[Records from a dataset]
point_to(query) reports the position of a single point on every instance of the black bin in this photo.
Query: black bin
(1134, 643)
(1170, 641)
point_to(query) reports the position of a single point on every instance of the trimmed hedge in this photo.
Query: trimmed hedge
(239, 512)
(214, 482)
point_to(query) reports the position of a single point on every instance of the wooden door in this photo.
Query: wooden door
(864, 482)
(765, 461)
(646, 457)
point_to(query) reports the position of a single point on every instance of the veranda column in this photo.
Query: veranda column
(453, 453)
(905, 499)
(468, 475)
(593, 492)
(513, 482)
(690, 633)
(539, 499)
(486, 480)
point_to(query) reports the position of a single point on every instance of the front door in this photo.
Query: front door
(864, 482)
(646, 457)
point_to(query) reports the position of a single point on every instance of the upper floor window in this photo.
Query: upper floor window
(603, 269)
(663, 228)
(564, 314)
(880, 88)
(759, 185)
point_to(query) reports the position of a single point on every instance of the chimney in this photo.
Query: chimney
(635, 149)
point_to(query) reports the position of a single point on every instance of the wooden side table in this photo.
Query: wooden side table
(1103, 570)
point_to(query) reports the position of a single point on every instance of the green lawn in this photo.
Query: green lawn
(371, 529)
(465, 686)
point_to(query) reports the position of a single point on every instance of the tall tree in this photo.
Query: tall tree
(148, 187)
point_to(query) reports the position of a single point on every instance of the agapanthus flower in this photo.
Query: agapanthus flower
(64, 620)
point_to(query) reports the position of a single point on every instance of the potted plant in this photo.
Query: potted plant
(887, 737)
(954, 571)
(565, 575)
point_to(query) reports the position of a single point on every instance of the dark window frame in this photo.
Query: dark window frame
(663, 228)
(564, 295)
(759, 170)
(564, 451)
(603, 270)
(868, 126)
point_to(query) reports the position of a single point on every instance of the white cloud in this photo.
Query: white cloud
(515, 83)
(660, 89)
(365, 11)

Exercise instructions >> Recast every line of the records above as a numbered list, omitting any blank lines.

Response >>
1. point_to(query) reports the position of a single point on every instance of the black bin in this photo.
2. Query: black bin
3. (1134, 643)
4. (1170, 641)
5. point_to(query) reports the position of a single point on every instance of the trimmed hedge in this photo.
6. Query: trimmed hedge
7. (239, 512)
8. (214, 482)
9. point_to(query) reports the position of a single point on every instance of the wooden door in this photo.
10. Query: wooden door
11. (864, 482)
12. (765, 461)
13. (646, 457)
14. point_to(query) reports the position of a single point on every instance of the veranda column in this photo.
15. Query: veranda column
16. (453, 453)
17. (905, 499)
18. (468, 475)
19. (593, 492)
20. (513, 482)
21. (690, 633)
22. (539, 499)
23. (486, 480)
24. point_to(query) reports the position of a single point on every instance of the front door in this photo.
25. Query: front door
26. (864, 482)
27. (646, 457)
28. point_to(query) reports the position of a single point on every instance of the upper floor window in this photo.
29. Query: upper floor window
30. (603, 269)
31. (663, 228)
32. (564, 314)
33. (880, 88)
34. (759, 185)
35. point_to(query) reports the position of a single point on every instance of the chimney in this photo.
36. Query: chimney
37. (635, 149)
38. point_to(query) reports the position of a single point on every instance of the wooden side table in this photo.
39. Query: wooden side table
40. (1103, 570)
41. point_to(query) reports the position of a single point on every instance of the green lawn in this photo.
42. Query: green lawn
43. (371, 529)
44. (465, 686)
45. point_to(query) reports the position of a single point on every instance of the tall tree in this photo.
46. Query: tall tree
47. (148, 187)
48. point_to(query) reports the position of a single point on every instance of the agapanthus flower in this photo.
49. Query: agapanthus flower
50. (64, 620)
51. point_to(query) reports the position of a single point on every instance of the potted plant in this photo.
52. Query: potted plant
53. (887, 737)
54. (954, 571)
55. (565, 575)
56. point_to(query) reports the position of a single point on every instance of the dark window frame in this photo.
57. Query: dark window frame
58. (663, 228)
59. (564, 295)
60. (759, 170)
61. (564, 451)
62. (603, 270)
63. (868, 126)
64. point_to(query) reports the position of a single point on every instance of the white cloud in this photo.
65. Query: white cloud
66. (515, 83)
67. (660, 89)
68. (365, 11)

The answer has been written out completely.